Stored items from a collection:
Segment Open

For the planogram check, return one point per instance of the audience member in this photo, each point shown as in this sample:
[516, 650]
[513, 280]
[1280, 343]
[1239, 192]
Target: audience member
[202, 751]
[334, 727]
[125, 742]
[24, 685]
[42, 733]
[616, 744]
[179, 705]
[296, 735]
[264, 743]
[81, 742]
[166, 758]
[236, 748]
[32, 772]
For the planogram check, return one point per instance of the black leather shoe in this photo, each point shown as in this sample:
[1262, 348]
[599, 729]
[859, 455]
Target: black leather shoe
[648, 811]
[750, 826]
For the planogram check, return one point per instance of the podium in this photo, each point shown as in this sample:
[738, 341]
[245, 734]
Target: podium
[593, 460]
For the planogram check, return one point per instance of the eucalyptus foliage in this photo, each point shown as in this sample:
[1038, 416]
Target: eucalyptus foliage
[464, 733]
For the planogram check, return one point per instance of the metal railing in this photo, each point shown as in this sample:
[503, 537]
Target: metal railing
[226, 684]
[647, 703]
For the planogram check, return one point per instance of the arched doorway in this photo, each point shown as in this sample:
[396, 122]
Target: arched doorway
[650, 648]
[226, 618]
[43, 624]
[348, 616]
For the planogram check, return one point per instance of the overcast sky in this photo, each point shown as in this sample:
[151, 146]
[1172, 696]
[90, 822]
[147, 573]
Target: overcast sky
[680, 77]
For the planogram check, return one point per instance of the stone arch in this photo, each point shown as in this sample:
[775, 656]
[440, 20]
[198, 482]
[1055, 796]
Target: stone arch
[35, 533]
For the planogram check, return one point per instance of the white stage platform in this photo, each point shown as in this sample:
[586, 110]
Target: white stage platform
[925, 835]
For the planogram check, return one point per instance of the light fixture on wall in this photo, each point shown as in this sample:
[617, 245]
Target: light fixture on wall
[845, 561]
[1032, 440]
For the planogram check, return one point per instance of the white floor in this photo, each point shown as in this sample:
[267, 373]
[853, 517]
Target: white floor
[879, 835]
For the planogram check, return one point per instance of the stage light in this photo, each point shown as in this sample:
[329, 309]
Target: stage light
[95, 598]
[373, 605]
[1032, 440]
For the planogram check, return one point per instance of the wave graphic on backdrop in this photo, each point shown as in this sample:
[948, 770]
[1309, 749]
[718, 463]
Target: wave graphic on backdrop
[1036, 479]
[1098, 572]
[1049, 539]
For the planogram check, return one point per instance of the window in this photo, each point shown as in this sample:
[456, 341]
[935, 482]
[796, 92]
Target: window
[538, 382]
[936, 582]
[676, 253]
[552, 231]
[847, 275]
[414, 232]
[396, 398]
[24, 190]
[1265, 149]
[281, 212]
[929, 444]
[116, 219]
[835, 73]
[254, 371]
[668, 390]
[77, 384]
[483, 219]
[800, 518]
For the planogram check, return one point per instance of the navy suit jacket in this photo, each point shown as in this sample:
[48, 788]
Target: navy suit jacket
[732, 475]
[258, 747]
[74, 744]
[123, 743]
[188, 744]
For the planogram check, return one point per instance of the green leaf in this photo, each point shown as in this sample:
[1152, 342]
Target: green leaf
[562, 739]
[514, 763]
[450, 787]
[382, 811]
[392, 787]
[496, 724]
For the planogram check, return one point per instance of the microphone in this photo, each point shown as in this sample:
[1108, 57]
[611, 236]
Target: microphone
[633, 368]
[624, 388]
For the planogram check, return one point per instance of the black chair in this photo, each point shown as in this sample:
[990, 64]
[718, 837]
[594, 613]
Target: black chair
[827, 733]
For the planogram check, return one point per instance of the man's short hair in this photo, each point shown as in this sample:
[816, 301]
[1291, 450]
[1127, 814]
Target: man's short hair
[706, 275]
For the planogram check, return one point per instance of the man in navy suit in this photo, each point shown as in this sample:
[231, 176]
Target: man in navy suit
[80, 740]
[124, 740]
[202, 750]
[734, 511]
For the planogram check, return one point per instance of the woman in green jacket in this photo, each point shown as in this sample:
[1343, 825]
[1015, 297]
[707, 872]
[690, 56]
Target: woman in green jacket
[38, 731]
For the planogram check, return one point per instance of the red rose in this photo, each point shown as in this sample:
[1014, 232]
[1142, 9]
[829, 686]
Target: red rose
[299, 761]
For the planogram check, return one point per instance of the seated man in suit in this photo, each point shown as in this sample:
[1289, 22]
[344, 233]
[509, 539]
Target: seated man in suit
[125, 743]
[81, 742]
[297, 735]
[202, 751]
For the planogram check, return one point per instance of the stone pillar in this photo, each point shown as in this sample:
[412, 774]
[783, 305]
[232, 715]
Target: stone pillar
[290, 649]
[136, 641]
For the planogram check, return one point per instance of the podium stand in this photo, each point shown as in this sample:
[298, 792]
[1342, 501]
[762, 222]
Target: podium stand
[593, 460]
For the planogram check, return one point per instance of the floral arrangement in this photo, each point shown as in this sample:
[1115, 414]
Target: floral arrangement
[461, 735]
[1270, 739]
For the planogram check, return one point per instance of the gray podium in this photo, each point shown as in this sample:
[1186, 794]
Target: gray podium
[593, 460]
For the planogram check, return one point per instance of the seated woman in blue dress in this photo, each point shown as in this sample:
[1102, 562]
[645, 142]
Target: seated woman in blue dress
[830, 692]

Segment Closed

WHAT TO DO:
All of the data, from the first line to the last, should be written out exactly.

REPLY:
For the planogram check, return one point per instance of the audience member in this photo, each point shown as in this sample:
[516, 650]
[513, 280]
[1280, 343]
[1239, 192]
Target: audience member
[202, 751]
[334, 727]
[125, 742]
[24, 685]
[42, 733]
[616, 744]
[179, 705]
[296, 735]
[264, 743]
[81, 742]
[166, 758]
[236, 748]
[32, 772]
For the planogram check, return one point per instance of the black leather shoe in this photo, each point shown as in this sample:
[1262, 348]
[599, 729]
[859, 455]
Target: black leather shoe
[648, 811]
[750, 826]
For the planogram check, return one point per instance of the podium in this photo, each point shown as in this sample:
[738, 341]
[245, 734]
Target: podium
[593, 460]
For the planogram check, return one point per instance of the eucalyptus foliage in this photo, each point shown as in this sample:
[1038, 416]
Target: eucalyptus foliage
[464, 733]
For the planogram check, return one point per instance of the metal railing in this photo, each point shown as in this sample:
[503, 537]
Target: metal railing
[226, 684]
[647, 703]
For the planogram check, return one point per instance of the arched doorway in this photo, each point shown as in this sample:
[396, 122]
Target: arched doorway
[650, 648]
[226, 618]
[43, 624]
[348, 616]
For the planogram check, return one point per instance of the overcast sky in this photo, each point shown as in this sample:
[151, 146]
[1172, 696]
[90, 822]
[147, 573]
Target: overcast sky
[680, 77]
For the planogram check, return one point per instance of the stone arch in this photo, each point shown as in this sample:
[775, 656]
[440, 20]
[198, 482]
[1055, 796]
Target: stone arch
[35, 533]
For the planogram check, return one point per instance of the white stage platform in this photo, each point shown as in this sample:
[586, 110]
Target: white stage platform
[925, 835]
For the planogram check, return one point per instance of the light fixture on wall in this photo, each point shown as in this sample:
[617, 245]
Target: light fixture on wall
[845, 561]
[1032, 440]
For the planogram check, return one point per instance of the white floor in this photo, each point shown as in this sample:
[267, 373]
[853, 517]
Target: white floor
[879, 835]
For the planogram check, return one point per instance of the stage light in this photo, each point shown as in this sample:
[329, 309]
Target: stage light
[95, 598]
[373, 605]
[1032, 440]
For the planogram check, return one point per instance of the wave graphic on backdrop in this photo, each point shown as in this sample:
[948, 770]
[1309, 749]
[718, 463]
Target: wave graphic on backdrop
[1036, 479]
[1098, 572]
[1049, 539]
For the planogram check, return one point per instance of the window in this photo, each point shown as in this sample:
[456, 341]
[935, 482]
[796, 92]
Target: window
[538, 382]
[936, 582]
[676, 253]
[552, 231]
[847, 275]
[414, 232]
[396, 398]
[24, 190]
[1265, 149]
[281, 212]
[929, 444]
[116, 219]
[835, 73]
[254, 371]
[668, 390]
[77, 384]
[483, 219]
[800, 518]
For the planogram check, return one point per instance of the navy suit jacket in this photo, each point shown as in this sample:
[48, 788]
Target: navy suit jacket
[732, 475]
[258, 747]
[74, 744]
[123, 743]
[188, 744]
For the planogram check, return one point per instance of the green leaf in this photo, each point shown as in this sample:
[1152, 342]
Target: green leaf
[562, 739]
[514, 763]
[450, 787]
[382, 811]
[392, 787]
[496, 724]
For the planogram check, return one point per instance of the microphone in this photo, each point shown as in this sample:
[1108, 57]
[611, 236]
Target: microphone
[633, 368]
[624, 388]
For the planogram check, return one point per instance of the black chair in this photo, each point shown as in this sample:
[990, 64]
[718, 837]
[594, 613]
Target: black chair
[827, 733]
For the planogram check, return one point per instance of the man's short hair in this photo, each point shown as in this sample:
[816, 301]
[1291, 450]
[1127, 814]
Target: man's short hair
[706, 275]
For the planogram check, return one point per instance of the man in navy suit in this photo, each point shown as in this sample:
[231, 176]
Target: man in navy suit
[80, 740]
[124, 740]
[202, 750]
[734, 511]
For the planogram check, return one point per instance of the woman in green jacket in this photo, each point shown as in this sample:
[1343, 825]
[1015, 297]
[707, 872]
[690, 56]
Target: woman in green jacket
[38, 731]
For the planogram check, return one point per instance of the red rose in this photo, each point shown as in this sample:
[1014, 232]
[1142, 9]
[829, 686]
Target: red rose
[299, 761]
For the planogram check, return one point per instance of the seated man in suit in this photo, each point shown as in this sample:
[1289, 22]
[344, 233]
[509, 539]
Target: seated man in suit
[125, 743]
[81, 742]
[297, 735]
[202, 751]
For the planogram check, return one point per instance of the stone pillar in this photo, each point shown as in this sample:
[412, 774]
[783, 305]
[232, 715]
Target: stone pillar
[290, 649]
[136, 641]
For the planogram check, return one point per instance of the podium stand in this photo, each point shown as in this sample:
[298, 792]
[1342, 501]
[762, 222]
Target: podium stand
[593, 460]
For the planogram check, return one point per instance of the floral arrangement in this photo, each point shown as in this sample:
[1115, 414]
Target: floral arrangement
[461, 735]
[1270, 739]
For the planogram check, return one point per instance of the gray podium in this photo, each point shown as in this sample:
[1186, 794]
Target: gray podium
[593, 460]
For the planogram check, return one point per instance of the seated woman in blue dress in this photo, each point shown as in this sample:
[1102, 562]
[645, 142]
Target: seated woman in blue dress
[830, 692]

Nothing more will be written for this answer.